DESCRIPTION OF THE TASK | Below are records; reproduce exactly the lines from the one containing "Where can the grass" through the end, both included, and only those.

RECORDS |

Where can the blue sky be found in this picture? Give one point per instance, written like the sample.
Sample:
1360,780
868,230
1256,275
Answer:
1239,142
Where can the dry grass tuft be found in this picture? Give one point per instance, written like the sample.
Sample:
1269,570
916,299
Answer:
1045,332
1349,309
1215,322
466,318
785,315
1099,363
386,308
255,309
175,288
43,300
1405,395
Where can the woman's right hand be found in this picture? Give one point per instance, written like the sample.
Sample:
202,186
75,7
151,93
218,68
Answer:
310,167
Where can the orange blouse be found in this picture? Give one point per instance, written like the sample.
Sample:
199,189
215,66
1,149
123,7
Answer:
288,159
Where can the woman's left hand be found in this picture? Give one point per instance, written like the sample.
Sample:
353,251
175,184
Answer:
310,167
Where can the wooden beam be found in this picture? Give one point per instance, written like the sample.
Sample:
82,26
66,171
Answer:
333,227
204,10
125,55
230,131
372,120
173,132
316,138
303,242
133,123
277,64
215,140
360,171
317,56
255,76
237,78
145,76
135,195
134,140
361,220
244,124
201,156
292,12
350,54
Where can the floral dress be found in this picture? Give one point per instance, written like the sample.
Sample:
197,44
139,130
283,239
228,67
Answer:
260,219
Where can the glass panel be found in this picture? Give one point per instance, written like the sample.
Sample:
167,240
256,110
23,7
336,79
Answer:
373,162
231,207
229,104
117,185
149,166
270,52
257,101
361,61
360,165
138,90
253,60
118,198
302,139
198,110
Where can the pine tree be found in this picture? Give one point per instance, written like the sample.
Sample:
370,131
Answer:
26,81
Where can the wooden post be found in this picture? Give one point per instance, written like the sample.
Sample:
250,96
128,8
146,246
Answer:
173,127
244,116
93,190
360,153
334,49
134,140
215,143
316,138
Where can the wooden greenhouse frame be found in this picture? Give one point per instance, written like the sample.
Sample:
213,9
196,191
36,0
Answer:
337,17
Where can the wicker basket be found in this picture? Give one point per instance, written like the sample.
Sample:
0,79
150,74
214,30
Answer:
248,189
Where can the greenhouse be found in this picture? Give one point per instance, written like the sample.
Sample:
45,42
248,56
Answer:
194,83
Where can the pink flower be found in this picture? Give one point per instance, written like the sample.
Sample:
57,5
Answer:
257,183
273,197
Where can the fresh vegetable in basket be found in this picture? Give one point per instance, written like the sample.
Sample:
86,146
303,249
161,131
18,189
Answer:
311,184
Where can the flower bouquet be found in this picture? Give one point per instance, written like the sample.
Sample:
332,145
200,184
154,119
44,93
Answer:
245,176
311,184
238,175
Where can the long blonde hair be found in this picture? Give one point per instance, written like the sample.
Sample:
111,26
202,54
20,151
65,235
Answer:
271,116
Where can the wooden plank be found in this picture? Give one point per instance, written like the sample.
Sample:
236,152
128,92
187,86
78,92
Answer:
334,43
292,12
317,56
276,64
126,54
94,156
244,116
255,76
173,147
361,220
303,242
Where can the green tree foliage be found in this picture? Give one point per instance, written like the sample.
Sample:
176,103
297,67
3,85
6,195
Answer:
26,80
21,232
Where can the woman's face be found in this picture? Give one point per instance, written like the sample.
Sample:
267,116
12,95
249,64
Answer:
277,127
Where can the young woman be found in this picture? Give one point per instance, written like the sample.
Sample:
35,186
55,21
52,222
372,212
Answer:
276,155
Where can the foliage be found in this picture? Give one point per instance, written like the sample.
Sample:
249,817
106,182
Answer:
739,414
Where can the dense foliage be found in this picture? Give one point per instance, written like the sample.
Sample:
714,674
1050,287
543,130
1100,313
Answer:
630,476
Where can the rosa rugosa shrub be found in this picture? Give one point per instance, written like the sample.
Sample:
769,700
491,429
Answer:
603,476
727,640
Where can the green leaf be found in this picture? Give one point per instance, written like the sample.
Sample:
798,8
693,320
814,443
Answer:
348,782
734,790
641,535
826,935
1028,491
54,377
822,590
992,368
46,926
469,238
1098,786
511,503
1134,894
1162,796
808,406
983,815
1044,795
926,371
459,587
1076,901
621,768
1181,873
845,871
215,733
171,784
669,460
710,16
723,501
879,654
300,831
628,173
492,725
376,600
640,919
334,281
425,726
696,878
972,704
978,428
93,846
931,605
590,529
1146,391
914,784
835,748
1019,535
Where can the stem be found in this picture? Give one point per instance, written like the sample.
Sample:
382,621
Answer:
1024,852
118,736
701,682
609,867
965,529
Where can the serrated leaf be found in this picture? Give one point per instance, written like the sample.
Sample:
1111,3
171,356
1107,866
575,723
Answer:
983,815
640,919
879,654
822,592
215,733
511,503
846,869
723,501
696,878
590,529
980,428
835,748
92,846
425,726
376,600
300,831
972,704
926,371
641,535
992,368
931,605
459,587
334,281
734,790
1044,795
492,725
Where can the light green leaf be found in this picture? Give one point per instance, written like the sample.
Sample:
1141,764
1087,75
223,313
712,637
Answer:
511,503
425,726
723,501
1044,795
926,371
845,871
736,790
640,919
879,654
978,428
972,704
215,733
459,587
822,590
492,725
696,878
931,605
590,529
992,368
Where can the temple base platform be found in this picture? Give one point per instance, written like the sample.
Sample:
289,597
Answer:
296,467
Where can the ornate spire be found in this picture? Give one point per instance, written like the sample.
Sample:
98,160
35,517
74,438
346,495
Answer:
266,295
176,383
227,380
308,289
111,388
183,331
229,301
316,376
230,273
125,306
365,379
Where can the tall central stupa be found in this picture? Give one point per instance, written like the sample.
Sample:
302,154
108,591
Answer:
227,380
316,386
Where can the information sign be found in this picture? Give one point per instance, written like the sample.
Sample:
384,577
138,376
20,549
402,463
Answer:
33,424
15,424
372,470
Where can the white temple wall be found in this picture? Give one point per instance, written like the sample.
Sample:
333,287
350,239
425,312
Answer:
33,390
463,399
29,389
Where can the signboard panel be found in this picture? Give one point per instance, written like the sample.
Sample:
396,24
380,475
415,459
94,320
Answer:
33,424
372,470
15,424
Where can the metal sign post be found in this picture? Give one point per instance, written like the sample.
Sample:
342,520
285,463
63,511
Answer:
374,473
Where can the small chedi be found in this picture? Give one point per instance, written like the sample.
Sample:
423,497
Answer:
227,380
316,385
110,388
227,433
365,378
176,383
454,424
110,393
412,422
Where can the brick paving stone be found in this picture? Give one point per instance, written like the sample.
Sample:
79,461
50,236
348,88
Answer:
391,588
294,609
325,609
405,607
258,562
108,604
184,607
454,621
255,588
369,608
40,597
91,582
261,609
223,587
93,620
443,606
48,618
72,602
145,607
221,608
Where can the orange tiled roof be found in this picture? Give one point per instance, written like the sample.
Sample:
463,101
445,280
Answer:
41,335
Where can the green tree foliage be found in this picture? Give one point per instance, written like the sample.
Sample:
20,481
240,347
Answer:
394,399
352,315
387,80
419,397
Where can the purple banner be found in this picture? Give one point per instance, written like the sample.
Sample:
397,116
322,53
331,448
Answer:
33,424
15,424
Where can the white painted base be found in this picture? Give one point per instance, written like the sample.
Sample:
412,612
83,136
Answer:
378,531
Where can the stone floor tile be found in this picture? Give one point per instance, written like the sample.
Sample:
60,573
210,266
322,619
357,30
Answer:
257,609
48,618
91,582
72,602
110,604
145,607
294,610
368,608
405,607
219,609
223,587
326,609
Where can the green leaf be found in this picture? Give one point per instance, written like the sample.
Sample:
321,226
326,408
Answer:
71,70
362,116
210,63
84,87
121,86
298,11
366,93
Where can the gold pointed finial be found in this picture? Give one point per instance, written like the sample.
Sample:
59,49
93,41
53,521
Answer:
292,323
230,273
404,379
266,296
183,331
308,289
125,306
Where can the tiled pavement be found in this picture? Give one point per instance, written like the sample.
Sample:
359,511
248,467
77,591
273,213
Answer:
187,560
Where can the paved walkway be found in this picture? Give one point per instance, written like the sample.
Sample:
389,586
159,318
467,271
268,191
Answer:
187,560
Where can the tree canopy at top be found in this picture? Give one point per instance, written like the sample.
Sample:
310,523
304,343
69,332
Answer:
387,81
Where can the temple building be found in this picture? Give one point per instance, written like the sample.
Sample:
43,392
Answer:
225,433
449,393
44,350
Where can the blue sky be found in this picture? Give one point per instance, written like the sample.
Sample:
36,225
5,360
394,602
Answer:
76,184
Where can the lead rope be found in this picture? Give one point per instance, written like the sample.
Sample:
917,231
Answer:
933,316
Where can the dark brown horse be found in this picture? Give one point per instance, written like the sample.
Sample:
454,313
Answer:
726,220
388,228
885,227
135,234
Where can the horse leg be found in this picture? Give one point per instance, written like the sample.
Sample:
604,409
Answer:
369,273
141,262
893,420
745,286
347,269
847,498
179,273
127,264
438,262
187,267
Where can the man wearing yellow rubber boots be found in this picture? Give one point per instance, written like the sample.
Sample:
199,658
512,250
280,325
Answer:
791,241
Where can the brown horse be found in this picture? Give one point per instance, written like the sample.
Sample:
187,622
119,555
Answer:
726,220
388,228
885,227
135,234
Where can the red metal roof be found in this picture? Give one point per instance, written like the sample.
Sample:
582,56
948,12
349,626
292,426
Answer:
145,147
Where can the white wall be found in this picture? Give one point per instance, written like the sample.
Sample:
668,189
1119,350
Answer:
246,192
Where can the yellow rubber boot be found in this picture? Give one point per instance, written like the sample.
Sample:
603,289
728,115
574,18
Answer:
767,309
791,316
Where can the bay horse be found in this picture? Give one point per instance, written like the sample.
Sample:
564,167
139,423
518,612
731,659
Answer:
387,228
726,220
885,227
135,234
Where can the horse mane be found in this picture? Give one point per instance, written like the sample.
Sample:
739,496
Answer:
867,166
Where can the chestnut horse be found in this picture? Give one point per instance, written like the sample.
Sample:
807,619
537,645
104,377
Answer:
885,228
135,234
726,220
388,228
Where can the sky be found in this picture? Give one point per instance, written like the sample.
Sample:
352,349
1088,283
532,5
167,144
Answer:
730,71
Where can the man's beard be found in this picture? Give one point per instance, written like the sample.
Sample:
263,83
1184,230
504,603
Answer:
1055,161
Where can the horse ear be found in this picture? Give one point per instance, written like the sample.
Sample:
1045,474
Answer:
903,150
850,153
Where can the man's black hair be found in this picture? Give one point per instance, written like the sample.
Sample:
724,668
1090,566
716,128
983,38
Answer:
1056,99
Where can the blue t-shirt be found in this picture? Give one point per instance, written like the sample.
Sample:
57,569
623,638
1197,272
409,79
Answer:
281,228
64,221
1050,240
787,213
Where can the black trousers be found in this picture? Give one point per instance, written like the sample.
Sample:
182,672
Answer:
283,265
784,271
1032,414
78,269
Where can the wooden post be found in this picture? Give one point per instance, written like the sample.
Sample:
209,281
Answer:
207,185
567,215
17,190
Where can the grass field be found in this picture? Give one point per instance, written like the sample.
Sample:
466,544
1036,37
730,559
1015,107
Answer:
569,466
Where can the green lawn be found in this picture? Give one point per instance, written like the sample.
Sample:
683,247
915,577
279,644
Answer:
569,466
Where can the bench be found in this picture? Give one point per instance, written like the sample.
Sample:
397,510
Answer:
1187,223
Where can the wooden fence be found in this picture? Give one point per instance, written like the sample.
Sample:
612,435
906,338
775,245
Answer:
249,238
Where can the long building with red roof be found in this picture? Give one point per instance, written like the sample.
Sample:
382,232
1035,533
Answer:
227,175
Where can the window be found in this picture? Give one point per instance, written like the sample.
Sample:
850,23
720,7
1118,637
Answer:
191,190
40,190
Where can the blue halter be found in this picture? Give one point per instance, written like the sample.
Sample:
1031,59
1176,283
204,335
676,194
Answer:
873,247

WORKED SOLUTION |
Where can the grass field be found in this picture? Give one point per instance, written like the sample.
Sample:
466,544
1036,37
730,559
1015,107
Answer:
569,466
Where can the green lawn be found in this picture? Give one point per instance, written like the sample.
Sample:
683,247
915,577
279,644
Answer:
569,466
Where can the bench be found in this picture? Give one point per instance, written like the sample.
Sample:
397,510
Answer:
1187,223
Where can the wooden fence be found in this picture? Give one point per instance, written like the sample.
Sample:
612,435
906,338
775,245
Answer:
249,238
Where can the long building with red roof be found in this picture? Give one point per instance, written like the sample.
Sample:
382,232
1035,533
Answer:
227,175
Where can the window be found in this picture? Give one point per instance, written like the sample.
Sample:
850,23
720,7
1118,637
Answer:
191,190
40,190
Where can the blue halter be found in this picture? Give one point per instance, written like the sample.
Sample:
1031,59
1176,283
204,335
676,194
Answer:
873,247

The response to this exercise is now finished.